• WORK TO COMPLETE
(a) In the abstract on amyloid PET networks in Alzheimer's disease, at which Clinical Dementia Rating stage did the stage-stratified analyses find significant modularity?
(b) Can you translate this sentence from the abstract on amyloid PET networks in Alzheimer's disease into Spanish: "Left temporal and left frontal cortices emerged as consistent regional hubs, while parietal contributions were minimal."?

• PASSAGE SHOWN
Stage-dependent reorganization of amyloid PET region-symptom bipartite networks in drug-naïve, amyloid-positive Alzheimer's disease.

Management of neuropsychiatric symptoms (NPS) is pivotal to care in Alzheimer's disease (AD), yet their alignment with amyloid topology may vary by stage. We examined whether the community (modular) structure of a brain-region-symptom co-occurrence network differs by clinical stage, testing the hypothesis that modular organization is more pronounced in earlier AD and becomes less segregated with increasing severity. In a cross-sectional retrospective cohort from a tertiary dementia clinic, we included 301 consecutive, drug-naïve patients with probable AD and amyloid-positive PET (18F-FC119S). Patients were stratified by Clinical Dementia Rating (CDR 0.5, n = 38; CDR 1.0, n = 107; CDR 2.0, n = 156). We built bipartite networks linking six cortical regions (bilateral frontal, temporal, parietal; PET positivity from automated SUVRs) to 12 Korean Neuropsychiatric Inventory (K-NPI) domains (presence = frequency × severity ≥ 1). Network density, community structure (Louvain modularity with 2000 within-symptom permutations), node strength/centralities, and stage-matched backbones were assessed. The pooled network was dense and non-modular. Stage-stratified analyses revealed significant modularity at CDR 0.5 only, with increasing density from CDR 0.5 to 2.0 and loss of community structure thereafter. Left temporal and left frontal cortices emerged as consistent regional hubs, while parietal contributions were minimal. On the symptom side, aggression and delusion carried the largest co-occurrence burdens, followed by disinhibition and anxiety; findings were robust across backbone and sensitivity analyses. These results support a stage-dependent reorganization from modest, symptom-specific modularity in early stage AD to diffuse, hub-centric coupling in later stages. Recognizing this transition may reconcile prior inconsistencies and inform clinical strategy: targeted, domain-focused interventions when modularity persists versus global stabilization as networks densify, with implications for enrichment and endpoint selection in NPS-focused trials.

• SUPPLIED MATERIAL

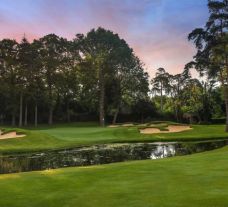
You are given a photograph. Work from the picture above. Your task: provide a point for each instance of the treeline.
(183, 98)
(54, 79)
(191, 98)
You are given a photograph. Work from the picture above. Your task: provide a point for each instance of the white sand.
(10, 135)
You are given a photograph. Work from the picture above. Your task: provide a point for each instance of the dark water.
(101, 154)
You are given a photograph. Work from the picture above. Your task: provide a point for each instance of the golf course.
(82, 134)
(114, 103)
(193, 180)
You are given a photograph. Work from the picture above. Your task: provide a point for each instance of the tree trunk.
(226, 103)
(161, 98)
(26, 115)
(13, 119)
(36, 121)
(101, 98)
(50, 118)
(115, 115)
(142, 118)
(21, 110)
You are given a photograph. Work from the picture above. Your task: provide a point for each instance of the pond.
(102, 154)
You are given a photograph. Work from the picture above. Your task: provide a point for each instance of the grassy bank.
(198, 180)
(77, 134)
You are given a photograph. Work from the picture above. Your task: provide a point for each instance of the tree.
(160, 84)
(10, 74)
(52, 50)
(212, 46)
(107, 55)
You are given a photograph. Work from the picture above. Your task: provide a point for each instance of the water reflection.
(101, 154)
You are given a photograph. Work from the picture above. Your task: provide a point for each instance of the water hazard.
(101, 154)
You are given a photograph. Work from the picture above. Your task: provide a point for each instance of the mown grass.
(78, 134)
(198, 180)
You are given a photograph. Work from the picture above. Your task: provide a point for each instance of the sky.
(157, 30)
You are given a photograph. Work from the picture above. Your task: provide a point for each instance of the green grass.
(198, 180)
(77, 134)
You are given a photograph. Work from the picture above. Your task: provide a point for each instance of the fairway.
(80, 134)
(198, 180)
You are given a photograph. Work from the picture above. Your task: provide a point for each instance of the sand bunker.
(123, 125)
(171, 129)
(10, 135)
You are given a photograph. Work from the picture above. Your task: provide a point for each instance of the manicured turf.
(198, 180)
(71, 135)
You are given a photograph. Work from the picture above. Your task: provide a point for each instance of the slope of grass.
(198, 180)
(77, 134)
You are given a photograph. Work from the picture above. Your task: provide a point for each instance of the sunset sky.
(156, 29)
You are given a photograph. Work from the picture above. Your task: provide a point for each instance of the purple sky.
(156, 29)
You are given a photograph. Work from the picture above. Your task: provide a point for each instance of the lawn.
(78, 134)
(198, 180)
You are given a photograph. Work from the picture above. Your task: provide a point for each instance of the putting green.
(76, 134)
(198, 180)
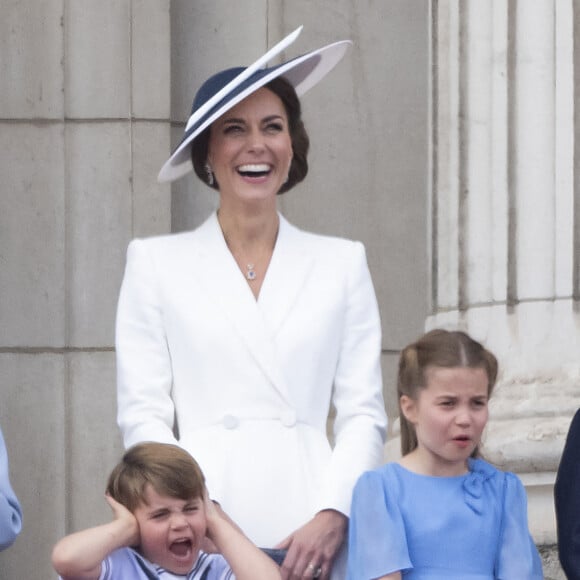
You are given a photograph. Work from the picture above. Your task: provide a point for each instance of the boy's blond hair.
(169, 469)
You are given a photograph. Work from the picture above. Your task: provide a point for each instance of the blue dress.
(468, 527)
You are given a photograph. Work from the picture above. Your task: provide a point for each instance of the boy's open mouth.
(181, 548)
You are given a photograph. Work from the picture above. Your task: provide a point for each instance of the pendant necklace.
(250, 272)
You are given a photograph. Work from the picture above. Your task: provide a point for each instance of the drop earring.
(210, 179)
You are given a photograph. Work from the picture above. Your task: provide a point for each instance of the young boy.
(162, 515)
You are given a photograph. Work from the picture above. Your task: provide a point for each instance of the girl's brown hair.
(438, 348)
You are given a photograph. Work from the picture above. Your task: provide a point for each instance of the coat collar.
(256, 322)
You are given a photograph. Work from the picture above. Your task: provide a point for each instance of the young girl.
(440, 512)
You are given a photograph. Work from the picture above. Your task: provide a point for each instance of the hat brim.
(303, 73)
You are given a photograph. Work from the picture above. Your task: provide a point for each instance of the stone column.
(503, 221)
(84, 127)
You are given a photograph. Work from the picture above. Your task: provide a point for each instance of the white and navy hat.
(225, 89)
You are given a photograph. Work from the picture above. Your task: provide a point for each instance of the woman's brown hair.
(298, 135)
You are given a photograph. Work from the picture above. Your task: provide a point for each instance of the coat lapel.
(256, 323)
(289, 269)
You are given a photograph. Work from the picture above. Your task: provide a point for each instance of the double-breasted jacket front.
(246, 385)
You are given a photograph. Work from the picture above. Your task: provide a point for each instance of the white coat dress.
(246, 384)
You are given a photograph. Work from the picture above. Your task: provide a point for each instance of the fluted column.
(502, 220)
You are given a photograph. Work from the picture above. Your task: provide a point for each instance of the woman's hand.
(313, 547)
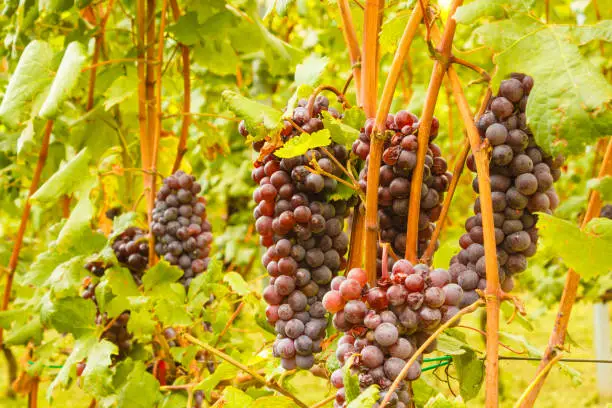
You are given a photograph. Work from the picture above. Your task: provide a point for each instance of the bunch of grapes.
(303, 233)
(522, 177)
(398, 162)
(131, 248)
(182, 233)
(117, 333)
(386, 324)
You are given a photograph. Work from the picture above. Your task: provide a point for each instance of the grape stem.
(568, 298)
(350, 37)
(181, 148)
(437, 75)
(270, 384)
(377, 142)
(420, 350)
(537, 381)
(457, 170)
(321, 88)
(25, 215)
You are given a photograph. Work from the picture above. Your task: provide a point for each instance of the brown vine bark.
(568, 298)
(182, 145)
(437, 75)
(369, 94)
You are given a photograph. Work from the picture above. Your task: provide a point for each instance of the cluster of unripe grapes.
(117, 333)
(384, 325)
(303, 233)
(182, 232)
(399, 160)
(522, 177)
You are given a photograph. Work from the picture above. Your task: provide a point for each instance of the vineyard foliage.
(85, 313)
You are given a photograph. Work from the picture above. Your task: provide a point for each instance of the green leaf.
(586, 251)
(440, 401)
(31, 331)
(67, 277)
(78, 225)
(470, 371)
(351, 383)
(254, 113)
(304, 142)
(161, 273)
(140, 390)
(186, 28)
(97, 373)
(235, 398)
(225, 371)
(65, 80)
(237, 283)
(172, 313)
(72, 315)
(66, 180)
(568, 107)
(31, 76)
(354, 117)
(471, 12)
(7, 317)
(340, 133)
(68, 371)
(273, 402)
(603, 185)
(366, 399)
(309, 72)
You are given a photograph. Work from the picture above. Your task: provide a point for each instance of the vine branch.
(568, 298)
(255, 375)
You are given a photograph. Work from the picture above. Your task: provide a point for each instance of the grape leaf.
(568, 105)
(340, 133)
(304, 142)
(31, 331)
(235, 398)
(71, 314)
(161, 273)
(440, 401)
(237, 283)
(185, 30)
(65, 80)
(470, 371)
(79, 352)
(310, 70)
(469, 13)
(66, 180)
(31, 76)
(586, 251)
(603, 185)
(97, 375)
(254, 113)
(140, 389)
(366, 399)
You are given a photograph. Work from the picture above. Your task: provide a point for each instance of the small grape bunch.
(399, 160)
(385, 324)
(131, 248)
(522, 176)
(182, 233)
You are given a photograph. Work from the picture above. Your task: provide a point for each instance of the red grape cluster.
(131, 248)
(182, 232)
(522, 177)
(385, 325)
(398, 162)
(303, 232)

* * *

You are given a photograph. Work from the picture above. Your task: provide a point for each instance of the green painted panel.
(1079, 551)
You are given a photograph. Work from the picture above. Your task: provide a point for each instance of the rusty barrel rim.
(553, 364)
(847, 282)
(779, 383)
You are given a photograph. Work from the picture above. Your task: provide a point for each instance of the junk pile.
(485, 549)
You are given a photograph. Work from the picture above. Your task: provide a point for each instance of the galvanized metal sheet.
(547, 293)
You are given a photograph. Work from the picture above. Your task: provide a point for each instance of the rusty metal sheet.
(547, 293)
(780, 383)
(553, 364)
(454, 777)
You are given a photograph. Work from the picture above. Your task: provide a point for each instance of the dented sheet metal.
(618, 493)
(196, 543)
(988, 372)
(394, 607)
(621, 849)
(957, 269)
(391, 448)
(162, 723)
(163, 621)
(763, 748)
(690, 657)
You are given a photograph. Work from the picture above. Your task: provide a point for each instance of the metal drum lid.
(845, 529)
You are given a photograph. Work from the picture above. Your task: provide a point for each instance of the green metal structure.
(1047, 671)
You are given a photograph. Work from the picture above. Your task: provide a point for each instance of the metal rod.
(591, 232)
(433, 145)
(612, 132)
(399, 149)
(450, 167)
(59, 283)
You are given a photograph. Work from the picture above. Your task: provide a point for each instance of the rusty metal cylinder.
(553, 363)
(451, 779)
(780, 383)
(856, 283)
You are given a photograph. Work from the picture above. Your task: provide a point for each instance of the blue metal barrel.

• OUTPUTS IN ORDER
(a) Only at CDR 0.5.

(b) Las cortezas temporal izquierda y frontal izquierda surgieron como centros regionales constantes, mientras que las contribuciones parietales fueron mínimas.